Directions: Write out the records below once more, exactly as they stand.

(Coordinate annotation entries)
>> START

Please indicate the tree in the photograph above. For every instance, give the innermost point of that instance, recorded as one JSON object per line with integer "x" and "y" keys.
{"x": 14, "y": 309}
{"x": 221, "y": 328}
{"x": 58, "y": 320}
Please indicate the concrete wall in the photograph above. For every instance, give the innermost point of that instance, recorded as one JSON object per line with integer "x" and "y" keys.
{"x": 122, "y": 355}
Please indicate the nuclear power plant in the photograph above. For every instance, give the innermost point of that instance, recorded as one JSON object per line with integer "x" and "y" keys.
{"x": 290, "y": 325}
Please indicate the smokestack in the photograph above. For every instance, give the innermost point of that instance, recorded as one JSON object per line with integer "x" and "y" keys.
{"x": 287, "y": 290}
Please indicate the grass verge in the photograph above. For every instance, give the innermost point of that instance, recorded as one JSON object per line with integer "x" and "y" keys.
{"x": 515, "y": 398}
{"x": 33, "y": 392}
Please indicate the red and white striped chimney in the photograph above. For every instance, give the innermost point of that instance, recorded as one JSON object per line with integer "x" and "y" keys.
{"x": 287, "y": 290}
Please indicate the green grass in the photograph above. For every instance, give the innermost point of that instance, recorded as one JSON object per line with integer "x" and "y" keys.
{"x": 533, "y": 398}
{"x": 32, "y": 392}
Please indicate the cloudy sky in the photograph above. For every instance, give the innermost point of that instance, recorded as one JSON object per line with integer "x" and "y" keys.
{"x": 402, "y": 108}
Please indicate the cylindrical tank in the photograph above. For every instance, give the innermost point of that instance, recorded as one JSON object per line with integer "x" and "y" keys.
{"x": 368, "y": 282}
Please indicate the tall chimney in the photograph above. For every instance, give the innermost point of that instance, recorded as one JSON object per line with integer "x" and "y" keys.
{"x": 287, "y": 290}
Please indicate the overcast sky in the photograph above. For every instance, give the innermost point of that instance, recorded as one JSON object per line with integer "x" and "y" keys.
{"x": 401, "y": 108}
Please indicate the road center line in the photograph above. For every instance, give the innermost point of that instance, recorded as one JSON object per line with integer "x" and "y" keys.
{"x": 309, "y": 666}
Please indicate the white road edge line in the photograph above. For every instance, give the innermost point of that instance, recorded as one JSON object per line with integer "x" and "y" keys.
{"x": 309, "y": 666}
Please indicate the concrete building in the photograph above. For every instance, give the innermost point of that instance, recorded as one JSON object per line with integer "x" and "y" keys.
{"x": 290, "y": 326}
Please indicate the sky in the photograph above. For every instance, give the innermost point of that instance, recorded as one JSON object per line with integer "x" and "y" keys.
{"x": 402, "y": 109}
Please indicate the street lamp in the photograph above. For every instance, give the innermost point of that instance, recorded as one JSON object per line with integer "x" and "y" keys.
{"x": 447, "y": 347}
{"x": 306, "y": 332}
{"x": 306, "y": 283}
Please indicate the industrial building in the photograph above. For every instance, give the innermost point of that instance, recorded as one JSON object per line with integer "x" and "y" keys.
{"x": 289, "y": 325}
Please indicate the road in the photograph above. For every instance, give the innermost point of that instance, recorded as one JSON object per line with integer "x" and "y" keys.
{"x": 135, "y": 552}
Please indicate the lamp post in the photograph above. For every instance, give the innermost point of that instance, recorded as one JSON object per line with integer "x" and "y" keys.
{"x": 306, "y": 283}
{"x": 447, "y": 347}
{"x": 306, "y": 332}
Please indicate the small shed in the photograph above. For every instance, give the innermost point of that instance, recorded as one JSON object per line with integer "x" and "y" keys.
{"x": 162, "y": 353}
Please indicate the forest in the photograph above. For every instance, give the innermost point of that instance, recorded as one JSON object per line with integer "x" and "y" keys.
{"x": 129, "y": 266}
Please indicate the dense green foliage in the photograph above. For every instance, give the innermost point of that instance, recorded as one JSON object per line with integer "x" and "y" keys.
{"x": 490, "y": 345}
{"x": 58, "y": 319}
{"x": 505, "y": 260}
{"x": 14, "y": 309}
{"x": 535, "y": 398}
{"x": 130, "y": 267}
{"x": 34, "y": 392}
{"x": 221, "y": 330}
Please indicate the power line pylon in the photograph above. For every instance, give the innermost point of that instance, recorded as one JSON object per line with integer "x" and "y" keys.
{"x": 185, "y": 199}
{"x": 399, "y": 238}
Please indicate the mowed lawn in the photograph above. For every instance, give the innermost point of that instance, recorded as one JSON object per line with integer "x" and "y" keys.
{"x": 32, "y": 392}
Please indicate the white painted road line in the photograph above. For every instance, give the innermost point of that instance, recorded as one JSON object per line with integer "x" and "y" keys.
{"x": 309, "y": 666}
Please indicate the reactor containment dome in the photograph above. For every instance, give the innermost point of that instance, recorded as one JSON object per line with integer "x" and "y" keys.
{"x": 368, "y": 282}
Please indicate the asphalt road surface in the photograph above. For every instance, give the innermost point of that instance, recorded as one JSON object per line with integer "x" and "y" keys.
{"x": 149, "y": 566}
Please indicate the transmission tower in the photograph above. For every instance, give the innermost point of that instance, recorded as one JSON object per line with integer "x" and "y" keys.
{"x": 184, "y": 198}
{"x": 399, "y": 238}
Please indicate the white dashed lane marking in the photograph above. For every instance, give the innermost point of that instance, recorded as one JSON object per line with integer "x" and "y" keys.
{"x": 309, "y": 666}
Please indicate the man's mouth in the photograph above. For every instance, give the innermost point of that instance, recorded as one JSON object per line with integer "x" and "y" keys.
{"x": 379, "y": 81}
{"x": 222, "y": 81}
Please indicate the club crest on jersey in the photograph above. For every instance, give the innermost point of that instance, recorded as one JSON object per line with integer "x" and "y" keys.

>> END

Output for this exercise:
Please indicate the tree in the photograph above. For every instance, give the innermost point of that instance, recorded as one JSON object per line with integer "x" and "y" keys.
{"x": 14, "y": 309}
{"x": 221, "y": 328}
{"x": 58, "y": 320}
Please indicate the concrete wall in the photograph above. For every instance, give the innermost point of that instance, recorded as one JSON object per line with integer "x" and "y" keys.
{"x": 122, "y": 355}
Please indicate the nuclear power plant in the photograph above. For every instance, give the innermost point of that instance, recorded as one JSON object per line with integer "x" and "y" keys.
{"x": 290, "y": 325}
Please indicate the smokestack in the photograph above. For every instance, give the innermost point of that instance, recorded as one JSON object per line with integer "x" and "y" keys.
{"x": 287, "y": 290}
Please indicate the grass verge in the photograph above. For every instance, give the innermost point of that instance, recorded as one JSON object per line with integer "x" and "y" keys.
{"x": 515, "y": 398}
{"x": 33, "y": 392}
Please indicate the red and white striped chimney in the photograph above. For every instance, give the innermost point of that instance, recorded as one JSON object per line with integer "x" and "y" keys.
{"x": 287, "y": 290}
Please indicate the green grass in the photograph above. For every instance, give the innermost point of that instance, recorded as one JSON object per line with integer "x" and "y" keys.
{"x": 533, "y": 398}
{"x": 32, "y": 392}
Please indicate the cloudy sky in the photograph above. For every instance, give the innermost point of that instance, recorded as one JSON object per line with integer "x" and "y" keys.
{"x": 402, "y": 108}
Please indicate the cylindrical tank in the photograph above. For every instance, give the innermost point of that instance, recorded as one JSON object per line with integer "x" and "y" keys.
{"x": 368, "y": 282}
Please indicate the tall chimney in the photograph above. For every instance, give the innermost point of that instance, recorded as one JSON object per line with integer "x" and "y" keys.
{"x": 287, "y": 290}
Please indicate the overcast sky in the photograph above. For every instance, give the innermost point of that instance, recorded as one JSON object per line with integer "x" and "y" keys.
{"x": 401, "y": 108}
Please indicate the road center line in the photograph above. For every instance, give the innermost point of that instance, recorded as one JSON object per line with integer "x" and "y" keys.
{"x": 309, "y": 666}
Please indicate the white road edge line in the photograph above. For every instance, give the innermost point of that instance, recorded as one JSON object per line with integer "x" and "y" keys.
{"x": 309, "y": 666}
Please indicate the concrete building in the photograph above. For every instance, give the innermost point of that instance, recorded as one JSON object per line with integer "x" and "y" keys.
{"x": 290, "y": 326}
Please indicate the sky in the photograph above. For every instance, give the innermost point of that instance, recorded as one JSON object per line with integer "x" and "y" keys.
{"x": 402, "y": 109}
Please indicate the street lamp in the photograph above. For every instance, give the innermost point of that instance, recorded as one JSON object per line with integer "x" and "y" keys.
{"x": 447, "y": 347}
{"x": 306, "y": 332}
{"x": 306, "y": 283}
Please indicate the industrial building in the photograph above. For every instance, give the innermost point of that instance, recorded as one JSON object per line with integer "x" and "y" keys.
{"x": 289, "y": 325}
Please indicate the road in the photograph above. For every instance, give the innermost point of that instance, recorded as one JSON object per line with integer "x" and "y" keys.
{"x": 135, "y": 552}
Please indicate the lamp post in the photograph above. For every instance, give the innermost point of that instance, recorded as one JSON object per line with integer "x" and "y" keys.
{"x": 306, "y": 283}
{"x": 447, "y": 347}
{"x": 306, "y": 332}
Please indicate the small shed in the photograph above. For every instance, give the innermost point of that instance, recorded as one JSON object per line with integer "x" and "y" keys.
{"x": 162, "y": 353}
Please indicate the forest in the photograph above. For every instance, give the innermost point of that instance, recorded as one JSON object per line with integer "x" and "y" keys.
{"x": 129, "y": 266}
Please indicate the dense green foliage in the photograph above. For every instance, give the innermost point of that instance, recorded as one JSON object per line with integer "x" and "y" keys.
{"x": 490, "y": 345}
{"x": 58, "y": 319}
{"x": 505, "y": 260}
{"x": 14, "y": 309}
{"x": 535, "y": 398}
{"x": 130, "y": 267}
{"x": 34, "y": 392}
{"x": 221, "y": 330}
Please indicate the power line pylon in the photograph above. For every instance, give the innermost point of that instance, recorded as one JSON object per line with integer "x" and "y" keys.
{"x": 185, "y": 199}
{"x": 399, "y": 238}
Please indicate the mowed lawn in the photograph above. For every instance, give the innermost point of that instance, recorded as one JSON object per line with integer "x" and "y" keys.
{"x": 32, "y": 392}
Please indicate the white painted road line in the photograph above. For every instance, give the innermost point of that instance, recorded as one JSON object per line with integer "x" and "y" keys.
{"x": 309, "y": 666}
Please indicate the reactor containment dome in the photograph above. For every instance, give the innermost point of that instance, recorded as one JSON object per line with integer "x" and "y" keys.
{"x": 368, "y": 282}
Please indicate the asphalt road surface in the photograph above. For every instance, give the innermost point of that instance, recorded as one JSON object per line with integer "x" and "y" keys.
{"x": 149, "y": 566}
Please indicate the transmission tower in the photograph above. For every instance, give the innermost point of that instance, recorded as one JSON object per line with integer "x" and "y" keys.
{"x": 184, "y": 198}
{"x": 399, "y": 238}
Please indicate the white dashed lane marking in the photograph above. For every instance, give the innermost point of that instance, recorded as one JSON object per line with integer "x" and "y" keys.
{"x": 309, "y": 666}
Please indicate the man's mouth in the photograph above. For every instance, give the innermost point of that instance, recorded as one JSON object per line with integer "x" and "y" keys.
{"x": 379, "y": 81}
{"x": 222, "y": 81}
Please indicate the club crest on jersey in the photograph above. For every instance, give the innermost point of that instance, recorded as one JSON object per line with integer "x" and "y" keys.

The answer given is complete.